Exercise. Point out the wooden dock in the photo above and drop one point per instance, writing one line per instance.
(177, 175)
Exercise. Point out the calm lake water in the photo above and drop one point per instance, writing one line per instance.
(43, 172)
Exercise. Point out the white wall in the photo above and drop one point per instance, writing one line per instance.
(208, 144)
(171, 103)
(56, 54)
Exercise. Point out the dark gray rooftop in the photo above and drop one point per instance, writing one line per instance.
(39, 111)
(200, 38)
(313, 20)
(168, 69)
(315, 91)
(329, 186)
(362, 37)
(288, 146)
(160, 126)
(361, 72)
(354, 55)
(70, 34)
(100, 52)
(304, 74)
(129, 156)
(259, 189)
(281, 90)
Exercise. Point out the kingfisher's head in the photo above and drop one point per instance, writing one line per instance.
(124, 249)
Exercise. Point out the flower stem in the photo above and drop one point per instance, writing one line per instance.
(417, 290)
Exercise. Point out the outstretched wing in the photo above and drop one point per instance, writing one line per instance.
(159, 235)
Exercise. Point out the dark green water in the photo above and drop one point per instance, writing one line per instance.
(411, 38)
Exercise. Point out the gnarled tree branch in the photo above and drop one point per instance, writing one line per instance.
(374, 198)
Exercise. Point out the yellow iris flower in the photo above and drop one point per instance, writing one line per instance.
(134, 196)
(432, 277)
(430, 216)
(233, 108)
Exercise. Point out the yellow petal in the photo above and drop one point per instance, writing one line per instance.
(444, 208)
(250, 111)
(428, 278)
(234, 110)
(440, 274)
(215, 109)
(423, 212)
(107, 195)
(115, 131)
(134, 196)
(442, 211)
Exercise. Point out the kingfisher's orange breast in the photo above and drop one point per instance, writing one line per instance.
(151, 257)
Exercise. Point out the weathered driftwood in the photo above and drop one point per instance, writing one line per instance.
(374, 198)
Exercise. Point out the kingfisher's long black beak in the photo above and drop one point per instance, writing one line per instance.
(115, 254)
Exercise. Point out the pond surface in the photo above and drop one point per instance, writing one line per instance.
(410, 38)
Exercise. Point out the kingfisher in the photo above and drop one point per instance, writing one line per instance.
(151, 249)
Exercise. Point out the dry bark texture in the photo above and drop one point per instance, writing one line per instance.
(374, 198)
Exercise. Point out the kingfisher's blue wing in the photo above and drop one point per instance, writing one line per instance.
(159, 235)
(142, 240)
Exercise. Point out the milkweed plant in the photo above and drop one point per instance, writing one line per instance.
.....
Repeat all the entries above without altering anything.

Exercise. Point out the wooden dock in the photo above and drop one point per instance, writing one line per instance.
(177, 175)
Exercise. Point out the calm lake water in the photo above and drop one point per instance, writing one line per instance.
(43, 172)
Exercise. Point out the white wall in the photo above and drop one point per instance, writing one line per instance.
(208, 144)
(171, 103)
(56, 54)
Exercise. Point out the dark gray rooftop in the photo above and drop one point per instance, writing one line per instance.
(39, 111)
(200, 38)
(313, 20)
(168, 69)
(315, 91)
(329, 186)
(362, 37)
(288, 146)
(160, 126)
(361, 72)
(354, 55)
(70, 34)
(100, 52)
(304, 74)
(129, 156)
(259, 189)
(281, 90)
Exercise. Point out the kingfisher's head in the photo above and drop one point per instance, writing one line per instance.
(124, 249)
Exercise. Point out the flower stem in the photo above and drop one point per instance, writing one line per instance.
(417, 290)
Exercise. Point out the outstretched wing in the photo above and drop one point per instance, writing one line per instance.
(159, 235)
Exercise. Point out the dark green water in the photo above and drop one point per instance, writing one line per instance.
(411, 38)
Exercise. Point out the gnarled tree branch in the photo above and drop one point per instance, writing one line per instance.
(374, 198)
Exercise. Point out the yellow iris flower in the photo above and drop one point per instance, writing one line per instance.
(134, 196)
(432, 277)
(430, 216)
(233, 108)
Exercise. Point out the yellow petal in the photo above and drop one point per instance, writing one line per instance.
(444, 208)
(250, 111)
(428, 278)
(234, 110)
(440, 274)
(215, 109)
(423, 212)
(107, 195)
(115, 131)
(134, 196)
(442, 211)
Exercise. Point out the kingfisher's orange breast in the photo above and drop one point per instance, writing one line per instance.
(151, 257)
Exercise. Point out the weathered driftwood in the photo above and drop one point per instance, writing one line per instance.
(374, 198)
Exercise. Point out the kingfisher's long black beak in the photo above and drop one point per instance, writing one line per instance.
(115, 254)
Exercise. Point out the pond surface in the photo above and drop one point per instance, writing one line per instance.
(410, 38)
Exercise. Point out the kingfisher in the photo above and drop one point per instance, writing one line per instance.
(151, 249)
Exercise. Point out the dry bark texture in the photo above and drop one point per instance, writing one line per instance.
(374, 198)
Exercise. Point out the kingfisher's blue wing in the photo above and drop one point per instance, writing one line per instance.
(159, 235)
(142, 240)
Exercise. Point out the milkweed plant in the photo above and drop one point per instance, writing one line per instance.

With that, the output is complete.